─── Vorgegebener Text ───
Meinung

General der US-Marines zur Ukraine: "Wir haben den Schauplatz vorbereitet"

Stück für Stück, Bröckchen für Bröckchen wird die Wahrheit ausgesprochen – ganz so, als unterläge der Westen einem Geständniszwang. Jüngster Beitrag zur Klärung der Vorgeschichte des aktuellen Ukraine-Konflikts ist ein Interview mit einem Generalleutnant der US-Marines.
General der US-Marines zur Ukraine: "Wir haben den Schauplatz vorbereitet"© Günter Rehorst / Bemalung der Figuren: Jochen und Luitpold Wening, CC BY-SA 3.0 , via Wikimedia Commons

Von Dagmar Henn

Die Financial Times selbst nennt es einen "ungewöhnlich offenen Vergleich zwischen dem Krieg in der Ukraine und einem möglichen Konflikt mit China", was der Generalleutnant James Bierman, Kommandeur der III Marine Expeditionary Force sowie der US-Marines in Japan, in seinem Interview sagte. Gleichzeitig ist ein Teil seiner Äußerungen jenes Puzzleteil, das noch fehlte, um die Vorbereitungen des Westens für einen Krieg in der Ukraine zu belegen.

"Wie haben wir den Grad des Erfolgs erreicht, den wir in der Ukraine erreicht haben? Einen großen Teil davon, weil wir nach der russischen Aggression 2014 und 2015 ernsthaft daran gingen, den künftigen Konflikt vorzubereiten: Ausbildung für die Ukrainer, Vorbereitung von Nachschublagern, die Identifizierung der Orte, von denen aus wir Nachschub sichern und Operationen aufrechterhalten könnten. Wir nennen das 'den Schauplatz vorbereiten'. Und wir bereiten den Schauplatz in Japan vor, auf den Philippinen, an anderen Orten."

"Schauplatz", auf Englisch "Theater", ist ein Euphemismus; in Deutsch müsste man ehrlicherweise "Kriegsschauplatz" sagen, das ist gewissermaßen die Großausgabe von Schlachtfeld. Was Bierman beschreibt, ist die unverblümte Kriegsvorbereitung, der nur noch der letzte Schritt fehlt – der Transport der Truppen an den Ort der Handlung.

Bezogen auf den möglichen künftigen "Schauplatz Taiwan" schreibt die Financial Times von der Lagerung von Waffen und anderem Nachschub an fünf weiteren Standorten auf den Philippinen; zusätzlich zu den fünf, die die USA dort bereits haben. Ähnliche Schritte werden rund um China unternommen.

Aufschlussreich ist dann seine Äußerung über den imaginierten Ablauf: "Man gewinnt einen Hebelpunkt, eine Operationsbasis, die einem in verschiedensten Einsatzplänen einen enormen Vorsprung verschafft. Während wir die Angriffsposition gegen den chinesischen Gegner einnehmen, dem die Startpistole gehört und der die Fähigkeit hat, möglicherweise die Feindseligkeiten einzuleiten ... können wir die entscheidenden Gebiete identifizieren, die gehalten, gesichert, verteidigt und genutzt werden müssen."
───
**Aufgaben zur Übung**
**a.** Stimmen diese Aussagen mit dem Beitrag über General Bierman überein? (i) Bierman ist Kommandeur der III Marine Expeditionary Force. (ii) Laut Financial Times sollen auf den Philippinen an drei weiteren Standorten Waffen gelagert werden. (iii) Bierman datiert die russische Aggression auf 2014 und 2015. Antworte jeweils mit Ja oder Nein und zitiere die entscheidenden Worte.
**b.** Wie könnte der Beitrag über General Bierman nach seinem letzten Satz weitergehen? Schreibe ihn ab dort fort.
─── Auflistung der Daten ───
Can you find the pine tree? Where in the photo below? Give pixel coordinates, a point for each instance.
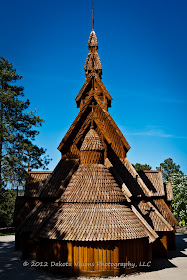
(18, 129)
(140, 167)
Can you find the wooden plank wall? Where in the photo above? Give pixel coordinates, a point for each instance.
(96, 258)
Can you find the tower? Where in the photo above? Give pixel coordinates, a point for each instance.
(94, 210)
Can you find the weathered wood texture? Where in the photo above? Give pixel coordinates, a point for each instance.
(96, 258)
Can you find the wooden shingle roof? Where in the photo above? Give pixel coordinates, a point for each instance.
(154, 182)
(165, 211)
(35, 181)
(58, 180)
(92, 183)
(28, 206)
(33, 221)
(92, 142)
(153, 216)
(105, 123)
(128, 175)
(93, 222)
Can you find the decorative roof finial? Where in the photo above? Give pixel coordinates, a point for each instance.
(93, 3)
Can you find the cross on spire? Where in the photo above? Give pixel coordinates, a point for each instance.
(93, 3)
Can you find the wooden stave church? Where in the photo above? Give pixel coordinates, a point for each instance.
(130, 213)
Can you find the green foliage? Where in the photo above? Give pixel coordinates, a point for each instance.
(179, 204)
(169, 168)
(7, 203)
(18, 129)
(139, 166)
(182, 223)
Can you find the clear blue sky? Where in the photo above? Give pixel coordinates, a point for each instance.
(143, 50)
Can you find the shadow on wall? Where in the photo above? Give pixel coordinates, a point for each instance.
(162, 263)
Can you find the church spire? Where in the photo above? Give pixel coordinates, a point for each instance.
(93, 63)
(93, 3)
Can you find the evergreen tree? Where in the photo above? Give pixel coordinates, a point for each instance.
(169, 168)
(18, 129)
(7, 203)
(139, 166)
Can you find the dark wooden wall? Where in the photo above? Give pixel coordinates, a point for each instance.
(86, 257)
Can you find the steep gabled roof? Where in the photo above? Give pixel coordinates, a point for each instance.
(59, 179)
(93, 222)
(106, 121)
(35, 181)
(153, 216)
(154, 182)
(169, 191)
(165, 211)
(92, 142)
(40, 214)
(22, 213)
(92, 183)
(134, 185)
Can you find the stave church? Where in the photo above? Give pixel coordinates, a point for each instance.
(94, 214)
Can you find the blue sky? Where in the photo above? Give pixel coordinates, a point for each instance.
(143, 50)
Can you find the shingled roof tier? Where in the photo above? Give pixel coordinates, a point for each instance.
(93, 222)
(153, 216)
(165, 211)
(92, 183)
(92, 62)
(154, 182)
(92, 142)
(58, 180)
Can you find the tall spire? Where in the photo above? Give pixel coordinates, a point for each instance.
(93, 63)
(93, 3)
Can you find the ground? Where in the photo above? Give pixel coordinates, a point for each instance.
(175, 267)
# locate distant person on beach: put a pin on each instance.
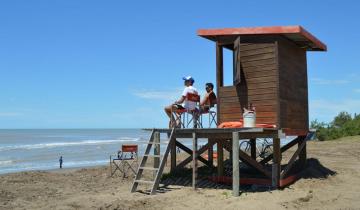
(60, 161)
(182, 103)
(209, 99)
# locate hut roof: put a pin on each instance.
(297, 34)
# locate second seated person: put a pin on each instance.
(182, 103)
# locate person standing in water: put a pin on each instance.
(60, 161)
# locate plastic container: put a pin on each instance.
(249, 118)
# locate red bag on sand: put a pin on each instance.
(239, 124)
(233, 124)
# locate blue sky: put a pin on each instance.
(115, 64)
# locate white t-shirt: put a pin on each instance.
(189, 104)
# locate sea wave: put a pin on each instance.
(6, 162)
(65, 144)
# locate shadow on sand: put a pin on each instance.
(183, 177)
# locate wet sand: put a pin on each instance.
(331, 181)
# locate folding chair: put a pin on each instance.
(211, 111)
(187, 116)
(126, 160)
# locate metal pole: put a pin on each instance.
(194, 161)
(236, 167)
(156, 150)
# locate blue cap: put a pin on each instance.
(189, 78)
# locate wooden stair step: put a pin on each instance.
(150, 155)
(149, 168)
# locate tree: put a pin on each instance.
(341, 119)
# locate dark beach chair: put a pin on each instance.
(126, 161)
(210, 110)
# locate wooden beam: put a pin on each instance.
(236, 167)
(156, 151)
(173, 156)
(302, 155)
(220, 158)
(250, 162)
(283, 149)
(276, 166)
(194, 166)
(189, 151)
(293, 158)
(210, 152)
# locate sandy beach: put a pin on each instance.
(331, 182)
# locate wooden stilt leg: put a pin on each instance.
(276, 163)
(173, 156)
(210, 153)
(194, 166)
(253, 148)
(302, 155)
(235, 160)
(156, 151)
(220, 158)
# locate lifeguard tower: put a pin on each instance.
(269, 71)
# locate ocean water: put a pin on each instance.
(40, 149)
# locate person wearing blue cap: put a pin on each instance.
(182, 103)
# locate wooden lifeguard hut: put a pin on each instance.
(269, 71)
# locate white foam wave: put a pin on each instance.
(65, 144)
(6, 162)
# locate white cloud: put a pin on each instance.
(10, 114)
(320, 81)
(326, 110)
(167, 95)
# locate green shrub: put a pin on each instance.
(342, 125)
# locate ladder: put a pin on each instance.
(158, 171)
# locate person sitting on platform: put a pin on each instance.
(182, 103)
(209, 99)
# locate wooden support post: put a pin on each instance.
(220, 158)
(302, 155)
(194, 166)
(236, 167)
(276, 167)
(253, 148)
(219, 75)
(156, 150)
(173, 156)
(210, 152)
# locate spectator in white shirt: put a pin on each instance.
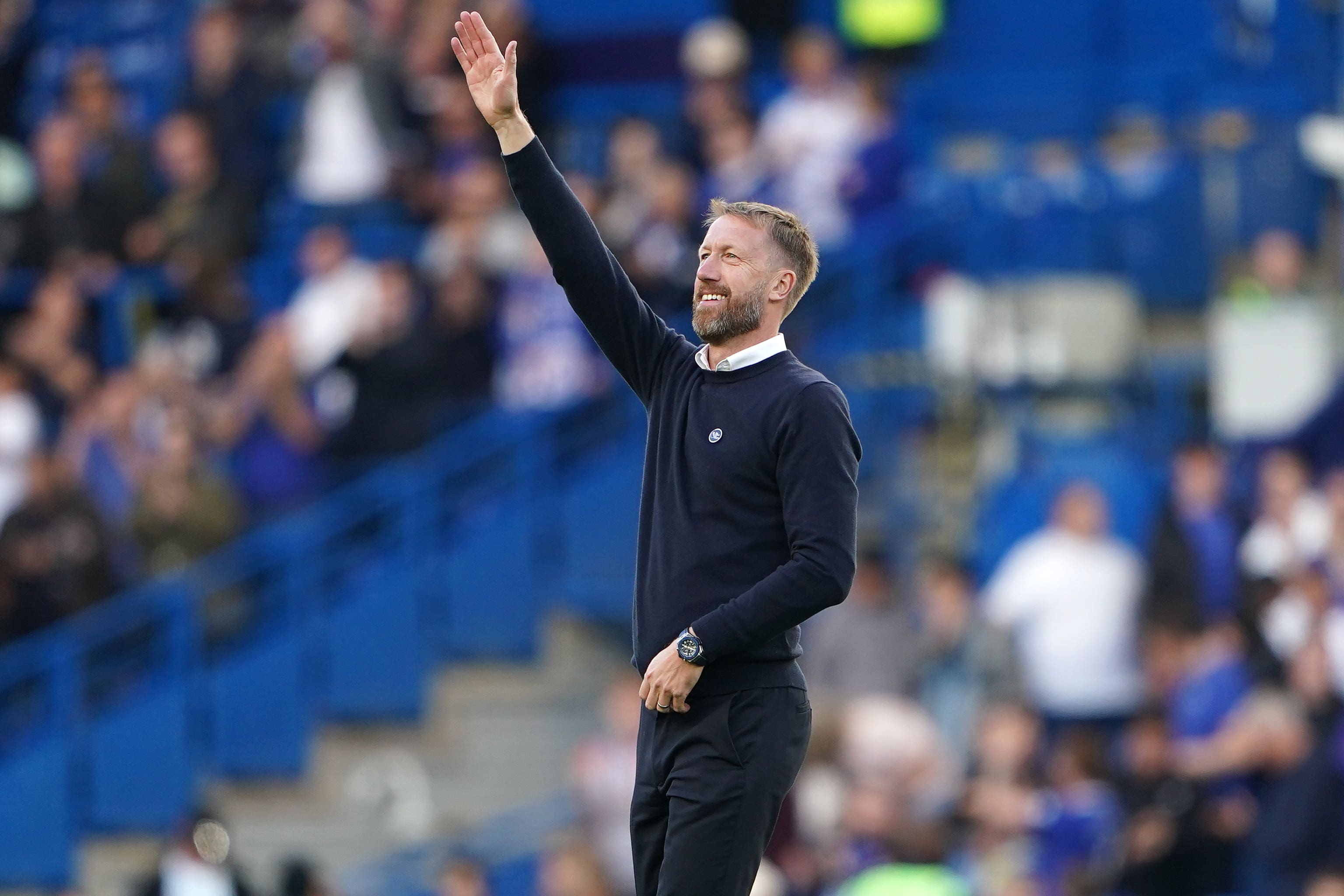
(21, 434)
(811, 133)
(1070, 597)
(338, 298)
(344, 152)
(1293, 526)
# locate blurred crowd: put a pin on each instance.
(330, 150)
(1093, 719)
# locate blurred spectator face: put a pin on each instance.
(458, 120)
(812, 60)
(476, 190)
(870, 812)
(1309, 673)
(57, 151)
(42, 476)
(872, 582)
(185, 154)
(178, 451)
(670, 194)
(1279, 262)
(621, 707)
(729, 143)
(1007, 741)
(1164, 659)
(944, 599)
(1081, 511)
(1199, 480)
(714, 104)
(1285, 732)
(332, 23)
(397, 298)
(634, 148)
(1334, 488)
(463, 879)
(462, 301)
(216, 43)
(58, 304)
(388, 18)
(572, 871)
(737, 262)
(119, 401)
(10, 378)
(1077, 758)
(1283, 481)
(324, 250)
(92, 94)
(874, 92)
(1147, 749)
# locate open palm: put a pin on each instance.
(491, 76)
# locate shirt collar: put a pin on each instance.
(748, 357)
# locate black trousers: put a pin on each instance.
(709, 786)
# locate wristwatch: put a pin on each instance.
(690, 648)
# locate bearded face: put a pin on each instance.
(721, 315)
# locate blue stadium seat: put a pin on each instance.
(37, 816)
(490, 593)
(373, 651)
(260, 708)
(598, 516)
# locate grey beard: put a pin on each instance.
(737, 318)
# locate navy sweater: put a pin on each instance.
(744, 536)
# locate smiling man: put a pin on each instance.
(748, 519)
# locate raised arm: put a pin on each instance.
(626, 328)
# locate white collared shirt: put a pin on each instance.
(748, 357)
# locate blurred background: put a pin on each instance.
(319, 504)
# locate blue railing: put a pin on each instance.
(112, 721)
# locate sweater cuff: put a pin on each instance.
(533, 148)
(714, 636)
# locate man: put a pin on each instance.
(1193, 571)
(1070, 595)
(748, 520)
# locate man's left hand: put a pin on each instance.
(668, 682)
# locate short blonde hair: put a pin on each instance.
(789, 235)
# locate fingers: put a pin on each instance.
(462, 56)
(484, 34)
(472, 34)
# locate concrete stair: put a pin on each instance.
(495, 737)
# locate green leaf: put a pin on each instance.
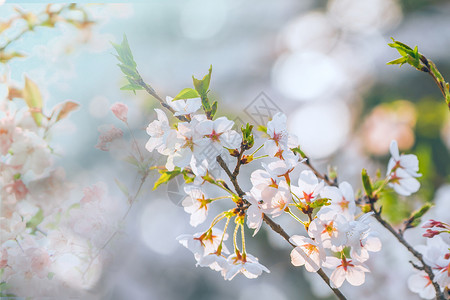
(186, 93)
(166, 176)
(202, 86)
(367, 183)
(213, 110)
(399, 61)
(320, 202)
(33, 99)
(36, 220)
(131, 87)
(122, 187)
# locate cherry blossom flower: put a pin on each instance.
(187, 143)
(279, 137)
(345, 269)
(436, 255)
(309, 187)
(247, 265)
(219, 133)
(40, 261)
(421, 284)
(108, 134)
(361, 239)
(120, 110)
(17, 190)
(184, 107)
(202, 244)
(254, 214)
(273, 195)
(329, 228)
(342, 199)
(11, 227)
(307, 252)
(214, 261)
(160, 134)
(196, 204)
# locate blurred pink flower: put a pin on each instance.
(108, 133)
(120, 110)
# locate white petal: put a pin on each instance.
(394, 150)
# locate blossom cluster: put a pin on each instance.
(338, 235)
(50, 242)
(436, 254)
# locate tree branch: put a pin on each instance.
(418, 255)
(272, 224)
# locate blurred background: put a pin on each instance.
(323, 63)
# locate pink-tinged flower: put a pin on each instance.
(7, 129)
(402, 171)
(284, 164)
(31, 152)
(279, 137)
(272, 194)
(329, 228)
(307, 252)
(345, 269)
(187, 143)
(431, 233)
(403, 183)
(434, 223)
(40, 261)
(17, 189)
(436, 255)
(196, 204)
(214, 261)
(247, 265)
(161, 135)
(184, 107)
(421, 284)
(11, 227)
(361, 239)
(309, 187)
(255, 214)
(120, 110)
(202, 244)
(342, 199)
(108, 134)
(218, 133)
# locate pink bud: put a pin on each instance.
(120, 110)
(431, 233)
(432, 223)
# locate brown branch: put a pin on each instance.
(272, 224)
(324, 177)
(418, 255)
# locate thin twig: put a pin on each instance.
(273, 225)
(418, 255)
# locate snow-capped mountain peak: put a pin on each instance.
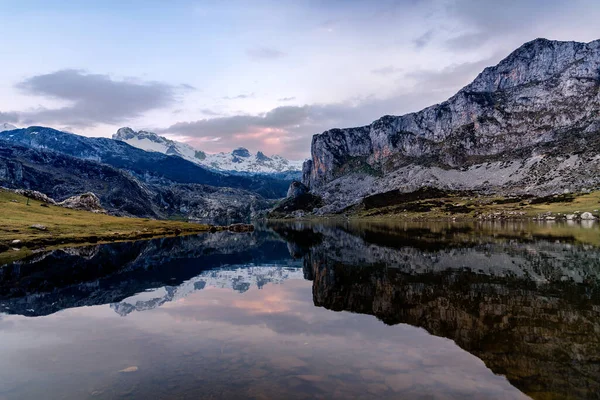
(5, 126)
(239, 160)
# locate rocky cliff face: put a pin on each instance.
(239, 161)
(529, 124)
(61, 177)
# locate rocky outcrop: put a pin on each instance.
(121, 193)
(296, 189)
(239, 161)
(298, 202)
(527, 125)
(87, 201)
(35, 195)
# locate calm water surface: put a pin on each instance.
(310, 311)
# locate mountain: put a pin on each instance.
(529, 125)
(61, 176)
(150, 167)
(7, 127)
(239, 160)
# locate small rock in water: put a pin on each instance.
(587, 216)
(129, 369)
(241, 228)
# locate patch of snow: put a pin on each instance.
(249, 163)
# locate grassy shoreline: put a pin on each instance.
(65, 227)
(457, 206)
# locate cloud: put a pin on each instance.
(507, 24)
(385, 71)
(287, 130)
(467, 41)
(264, 53)
(94, 99)
(240, 96)
(9, 117)
(453, 77)
(424, 39)
(210, 113)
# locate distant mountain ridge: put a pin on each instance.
(239, 160)
(128, 180)
(529, 125)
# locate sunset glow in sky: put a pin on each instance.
(265, 75)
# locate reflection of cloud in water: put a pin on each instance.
(217, 342)
(237, 278)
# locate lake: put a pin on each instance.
(310, 310)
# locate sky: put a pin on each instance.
(265, 75)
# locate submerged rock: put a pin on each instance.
(241, 228)
(587, 216)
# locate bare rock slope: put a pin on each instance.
(528, 125)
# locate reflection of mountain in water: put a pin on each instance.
(110, 273)
(527, 305)
(529, 310)
(239, 279)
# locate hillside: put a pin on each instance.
(527, 126)
(59, 227)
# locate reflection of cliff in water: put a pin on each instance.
(109, 273)
(530, 310)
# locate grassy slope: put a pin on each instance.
(469, 207)
(65, 226)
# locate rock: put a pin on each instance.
(240, 228)
(483, 138)
(87, 201)
(35, 195)
(587, 216)
(296, 190)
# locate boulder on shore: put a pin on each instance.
(87, 201)
(587, 216)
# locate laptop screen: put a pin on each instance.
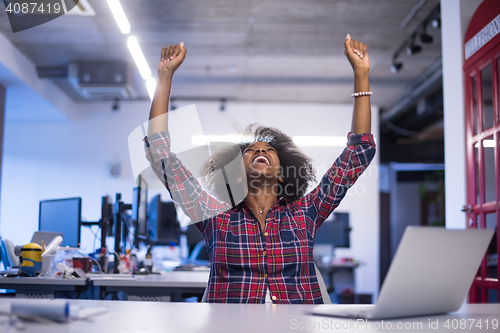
(62, 215)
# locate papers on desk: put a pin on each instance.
(49, 311)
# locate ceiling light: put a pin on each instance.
(222, 105)
(139, 58)
(436, 23)
(151, 87)
(413, 49)
(425, 38)
(396, 67)
(120, 17)
(205, 139)
(336, 141)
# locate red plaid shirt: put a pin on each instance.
(244, 260)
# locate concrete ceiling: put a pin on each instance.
(246, 50)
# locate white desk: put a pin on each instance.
(42, 286)
(153, 287)
(219, 318)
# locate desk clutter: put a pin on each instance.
(146, 245)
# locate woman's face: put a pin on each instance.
(261, 159)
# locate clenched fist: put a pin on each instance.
(171, 58)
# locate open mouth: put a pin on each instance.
(261, 159)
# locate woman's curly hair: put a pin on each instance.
(297, 168)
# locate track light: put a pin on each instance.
(425, 38)
(222, 105)
(436, 23)
(412, 48)
(396, 66)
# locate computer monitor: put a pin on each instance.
(62, 215)
(140, 209)
(335, 230)
(162, 219)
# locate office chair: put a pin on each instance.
(321, 282)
───
**Lösungen zur Übung**
**a.**
(i) Ja: „Kommandeur der III Marine Expeditionary Force sowie der US-Marines in Japan“
(ii) Nein: „an fünf weiteren Standorten auf den Philippinen“
(iii) Ja: „nach der russischen Aggression 2014 und 2015“

**b.**
Wonach klingt das? Nach einer vorbereiteten Falle, in die man den Gegner, den man unterlegen glaubt, nur noch locken oder hineindrängen muss. Das ist eine Strategie, die auf der einen Seite militärische Vorbereitungen bis knapp unterhalb des eigenen offenen Angriffs trifft, und auf der anderen Seite die Politik nutzt, um eine Situation zu schaffen, die dem Gegenüber gar keine andere Option mehr lässt, als die gestellte Falle auszulösen.

Bierman setzt diese Arbeiten, mit denen er offenkundig gerade in Ostasien befasst ist, gleich mit dem Verhalten der USA in der Ukraine. Und er gesteht offen ein, dass spätestens seit 2015 die Ukraine auf einen Krieg gegen Russland vorbereitet wurde.

Das ist das bisher offenste Eingeständnis der wirklich Verantwortlichen für diesen Konflikt. Denn abgesehen davon, dass 2014/15 ein von der Kiewer Putschregierung – ohne Not übrigens – ausgelöster Bürgerkrieg begann, vor dem sich lediglich die Bevölkerung der Krim gerade noch durch die Wiedervereinigung mit Russland retten konnte, kamen damals auch diese in Kiew und im Westen ungeliebten Minsker Vereinbarungen zustande. Und auch wenn die Vereinigten Staaten, in deren Diensten Bierman steht, im Gegensatz zu Deutschland und Frankreich auf keine Art und Weise an diesen Vereinbarungen selbst beteiligt waren, so wurden sie doch durch ihre Verabschiedung im UN-Sicherheitsrat zu gültigem Völkerrecht, an das sich auch die USA hätten gebunden fühlen müssen.

Selbstverständlich weiß in Wirklichkeit jeder, dass die USA wie der übrige Westen am Völkerrecht stets nur dann und nur soweit interessiert sind, wenn es ihrer Seite nützt. Aber bei der Betrachtung, wer welche Verantwortung für die ukrainische Entwicklung trägt, ist auch das Völkerrecht hier kein völlig irrelevanter Punkt.

Während also die deutsche Ex-Bundeskanzlerin Angela Merkel und der französische Ex-Präsident Francois Hollande offen eingestanden haben, dass sie die Minsker Vereinbarungen nur nützlich fanden, um der Ukraine Zeit für die Aufrüstung zu verschaffen, gesteht dieser US-General nun, dass die Ukraine von den USA als Kriegsschauplatz vorbereitet worden sei, einschließlich der Anlage von Munitions- und Versorgungslagern, der Planung von Nachschubwegen etc. Wohlgemerkt, das alles in einem fremden Land, mit dem noch nicht einmal irgendeine formelle Form eines Bündnisses besteht.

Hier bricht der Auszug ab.